Extracted data entries
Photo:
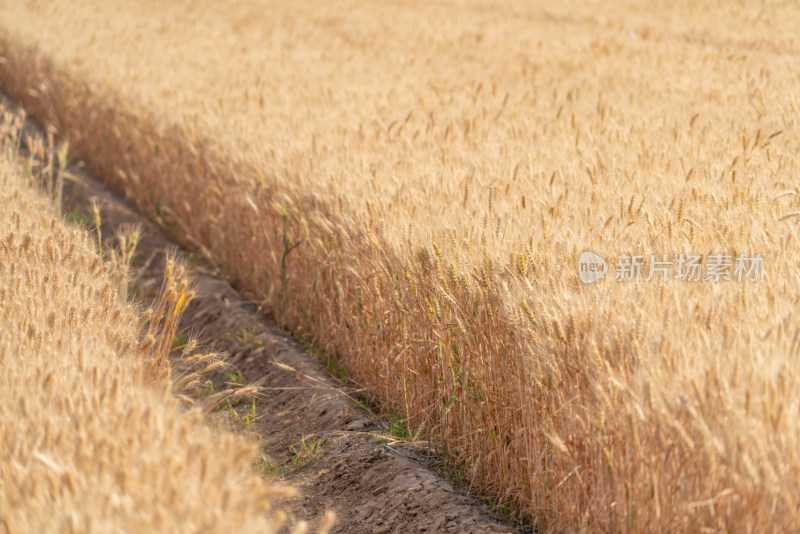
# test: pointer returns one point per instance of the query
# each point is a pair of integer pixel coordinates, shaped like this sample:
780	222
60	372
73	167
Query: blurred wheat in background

## Work required
Please rewrite the data above with "wheat" replaced by "barley" and everything else unchanged, omitting the pictures.

## Result of the exercise
Photo:
# test: pointer returns one point per instance of the query
# each point is a pair of integer pixel coordinates, shaped like this sample:
780	222
60	372
73	167
Query: blurred barley in background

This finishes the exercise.